* **Problem requirements**: Copy word for word the stretch of items from the line that contains "One point goes on each instance of the parked" through the line that contains "Target: sleeveless top", and nothing else.

======== Material provided

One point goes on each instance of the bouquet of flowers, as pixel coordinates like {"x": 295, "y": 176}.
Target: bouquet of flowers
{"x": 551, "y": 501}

================
======== Material provided

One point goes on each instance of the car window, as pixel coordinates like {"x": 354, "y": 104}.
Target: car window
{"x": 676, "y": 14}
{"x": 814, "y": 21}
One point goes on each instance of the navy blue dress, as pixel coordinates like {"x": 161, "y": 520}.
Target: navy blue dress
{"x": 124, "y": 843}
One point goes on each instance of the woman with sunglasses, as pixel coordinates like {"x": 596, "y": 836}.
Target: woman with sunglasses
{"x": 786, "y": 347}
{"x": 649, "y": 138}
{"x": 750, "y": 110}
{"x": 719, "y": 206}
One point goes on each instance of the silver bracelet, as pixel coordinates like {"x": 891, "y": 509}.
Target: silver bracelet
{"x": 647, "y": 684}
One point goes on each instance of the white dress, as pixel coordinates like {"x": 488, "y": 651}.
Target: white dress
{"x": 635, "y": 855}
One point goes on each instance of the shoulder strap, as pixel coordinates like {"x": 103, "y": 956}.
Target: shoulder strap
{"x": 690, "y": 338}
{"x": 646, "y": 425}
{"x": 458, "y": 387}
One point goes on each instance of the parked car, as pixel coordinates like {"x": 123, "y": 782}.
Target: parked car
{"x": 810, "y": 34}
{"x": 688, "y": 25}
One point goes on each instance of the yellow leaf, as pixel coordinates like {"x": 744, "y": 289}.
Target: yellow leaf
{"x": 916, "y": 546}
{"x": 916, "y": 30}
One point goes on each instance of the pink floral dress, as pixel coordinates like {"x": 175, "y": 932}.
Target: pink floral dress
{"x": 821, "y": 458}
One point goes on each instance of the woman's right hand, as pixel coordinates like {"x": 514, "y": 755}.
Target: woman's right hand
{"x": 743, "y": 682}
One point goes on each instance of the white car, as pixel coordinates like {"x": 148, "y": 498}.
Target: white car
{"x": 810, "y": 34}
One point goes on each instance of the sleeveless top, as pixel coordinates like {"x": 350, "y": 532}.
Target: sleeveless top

================
======== Material provided

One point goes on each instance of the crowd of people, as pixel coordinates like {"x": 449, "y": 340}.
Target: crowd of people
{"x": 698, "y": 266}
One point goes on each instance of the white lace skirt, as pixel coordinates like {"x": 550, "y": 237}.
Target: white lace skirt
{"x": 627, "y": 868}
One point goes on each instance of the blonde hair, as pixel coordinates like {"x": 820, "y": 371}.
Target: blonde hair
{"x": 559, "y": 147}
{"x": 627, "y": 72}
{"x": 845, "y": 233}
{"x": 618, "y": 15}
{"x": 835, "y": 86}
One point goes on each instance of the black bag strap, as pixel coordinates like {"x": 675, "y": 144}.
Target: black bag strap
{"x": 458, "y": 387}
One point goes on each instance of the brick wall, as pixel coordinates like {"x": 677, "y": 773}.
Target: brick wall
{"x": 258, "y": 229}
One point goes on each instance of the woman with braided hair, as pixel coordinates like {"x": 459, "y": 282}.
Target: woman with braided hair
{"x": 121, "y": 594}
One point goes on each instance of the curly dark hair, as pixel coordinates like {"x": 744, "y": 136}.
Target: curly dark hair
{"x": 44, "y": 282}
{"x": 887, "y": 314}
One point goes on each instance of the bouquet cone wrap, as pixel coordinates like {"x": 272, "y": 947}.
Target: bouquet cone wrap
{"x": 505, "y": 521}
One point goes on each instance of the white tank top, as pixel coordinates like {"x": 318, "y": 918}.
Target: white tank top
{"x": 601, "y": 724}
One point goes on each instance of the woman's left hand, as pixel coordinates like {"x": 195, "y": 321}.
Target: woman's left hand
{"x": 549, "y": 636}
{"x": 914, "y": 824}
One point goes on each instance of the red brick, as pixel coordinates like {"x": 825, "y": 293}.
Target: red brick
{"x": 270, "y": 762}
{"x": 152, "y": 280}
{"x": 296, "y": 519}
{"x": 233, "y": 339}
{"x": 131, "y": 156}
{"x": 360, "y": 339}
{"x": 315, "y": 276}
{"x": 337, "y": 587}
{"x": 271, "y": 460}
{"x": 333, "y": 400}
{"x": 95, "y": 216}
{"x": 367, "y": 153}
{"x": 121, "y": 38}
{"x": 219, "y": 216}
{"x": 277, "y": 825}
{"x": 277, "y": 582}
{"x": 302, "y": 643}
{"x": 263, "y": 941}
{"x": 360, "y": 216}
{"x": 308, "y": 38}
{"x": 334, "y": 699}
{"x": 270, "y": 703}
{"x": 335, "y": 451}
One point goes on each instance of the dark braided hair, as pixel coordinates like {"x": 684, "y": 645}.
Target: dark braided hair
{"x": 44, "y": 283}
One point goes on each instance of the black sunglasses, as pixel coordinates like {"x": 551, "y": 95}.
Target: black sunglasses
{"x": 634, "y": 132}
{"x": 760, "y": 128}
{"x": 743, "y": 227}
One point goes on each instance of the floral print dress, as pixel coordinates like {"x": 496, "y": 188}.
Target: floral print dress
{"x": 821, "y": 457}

================

* **The output**:
One point goes on each instance of the parked car, as pixel coordinates like {"x": 123, "y": 782}.
Target: parked car
{"x": 810, "y": 34}
{"x": 688, "y": 25}
One point goes on each instance of the yellow leaf, as pixel coordinates like {"x": 744, "y": 289}.
Target: yellow leaf
{"x": 916, "y": 546}
{"x": 916, "y": 30}
One point goes on each instance of the pink floral dress, as pixel coordinates like {"x": 175, "y": 932}.
Target: pink floral dress
{"x": 821, "y": 458}
One point goes on each instance of the woman's right hand, as pixel coordinates like {"x": 514, "y": 755}.
Target: woman's right hand
{"x": 743, "y": 682}
One point goes on each instance of the white car, as pixel coordinates like {"x": 148, "y": 498}.
Target: white car
{"x": 810, "y": 34}
One point goes on each instance of the sleeveless top, as pixel coordinates like {"x": 350, "y": 532}.
Target: sleeveless top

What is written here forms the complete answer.